• [TASK]:
Could you rewrite the data below with each "photo" replaced by "image", changing nothing else and leaving the pictures out?

• [SUPPLIED DATA]:
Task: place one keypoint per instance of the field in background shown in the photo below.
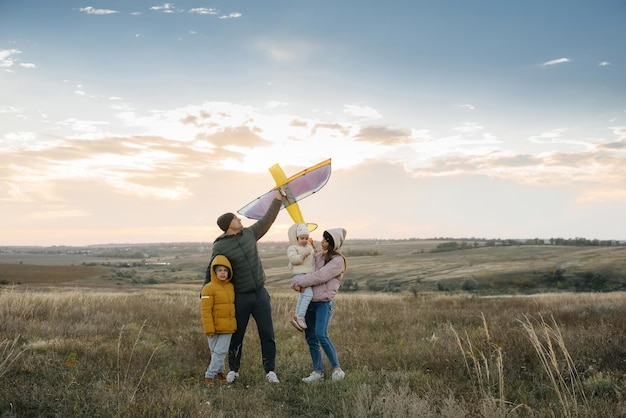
(387, 265)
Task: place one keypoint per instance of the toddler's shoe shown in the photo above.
(296, 325)
(301, 321)
(338, 374)
(231, 376)
(272, 378)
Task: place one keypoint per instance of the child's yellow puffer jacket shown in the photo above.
(217, 303)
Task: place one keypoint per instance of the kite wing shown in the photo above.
(295, 188)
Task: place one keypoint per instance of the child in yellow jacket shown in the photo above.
(217, 307)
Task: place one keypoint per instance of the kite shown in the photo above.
(293, 189)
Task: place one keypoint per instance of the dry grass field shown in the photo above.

• [OUTPUT FOR THIS EXERCISE]:
Task: place one keypoint per instance of the field in background shown in the image below.
(387, 265)
Task: place one keypoint per instance of the toddler's shoe shown in the image above.
(296, 325)
(301, 321)
(338, 374)
(231, 376)
(272, 378)
Task: place one keypoint per instance of the child's yellow puffer jacket shown in the image above.
(217, 303)
Task: place one keypoint per instance of the kite wing shown in the image above.
(295, 188)
Task: place one keypoint per instance of the child in yellow jacket shown in the image above.
(217, 307)
Task: place one keypoint per instance of the kite shown in the image above.
(293, 189)
Task: place one keypoint per instance of the dry grass field shown in the image above.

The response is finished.